§ Required work: Repeat verbatim the lines of the data below, beginning with the line containing "Query: green front lawn" and continuing to the end.

[Stored entries]
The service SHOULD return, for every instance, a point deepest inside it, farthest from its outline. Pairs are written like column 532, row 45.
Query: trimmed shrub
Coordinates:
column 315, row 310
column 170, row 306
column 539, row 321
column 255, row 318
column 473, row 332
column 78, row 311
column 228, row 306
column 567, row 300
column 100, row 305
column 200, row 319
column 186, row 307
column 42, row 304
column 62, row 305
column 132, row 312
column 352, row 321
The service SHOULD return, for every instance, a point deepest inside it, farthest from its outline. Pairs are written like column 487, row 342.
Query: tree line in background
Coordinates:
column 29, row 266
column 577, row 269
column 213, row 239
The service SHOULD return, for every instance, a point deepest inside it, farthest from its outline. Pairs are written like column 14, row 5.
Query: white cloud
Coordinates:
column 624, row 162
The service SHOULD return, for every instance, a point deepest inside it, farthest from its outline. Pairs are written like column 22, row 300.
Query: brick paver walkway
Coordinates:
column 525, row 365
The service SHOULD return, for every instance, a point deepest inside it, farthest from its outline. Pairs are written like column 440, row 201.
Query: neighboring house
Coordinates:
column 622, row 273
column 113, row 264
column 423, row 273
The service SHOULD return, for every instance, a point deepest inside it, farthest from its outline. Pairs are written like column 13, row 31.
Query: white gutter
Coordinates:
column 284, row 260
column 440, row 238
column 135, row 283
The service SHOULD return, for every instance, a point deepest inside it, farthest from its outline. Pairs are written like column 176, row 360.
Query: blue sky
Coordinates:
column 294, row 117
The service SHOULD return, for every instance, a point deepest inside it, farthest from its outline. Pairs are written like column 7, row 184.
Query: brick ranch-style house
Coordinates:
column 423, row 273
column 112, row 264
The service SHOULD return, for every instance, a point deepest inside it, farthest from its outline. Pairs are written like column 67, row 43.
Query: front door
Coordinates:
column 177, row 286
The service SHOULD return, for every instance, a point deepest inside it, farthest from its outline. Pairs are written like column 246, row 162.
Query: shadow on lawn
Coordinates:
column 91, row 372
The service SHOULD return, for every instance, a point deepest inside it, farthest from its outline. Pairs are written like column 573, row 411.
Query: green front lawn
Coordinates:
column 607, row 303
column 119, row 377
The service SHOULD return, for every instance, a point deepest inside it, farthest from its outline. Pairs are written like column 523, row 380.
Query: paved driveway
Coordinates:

§ Response to this exercise:
Query: green front lawn
Coordinates:
column 607, row 303
column 119, row 377
The service SHOULD return, for every instance, a point deepest inside it, farthest from its outline. Pairs are written like column 523, row 380.
Query: paved driveway
Coordinates:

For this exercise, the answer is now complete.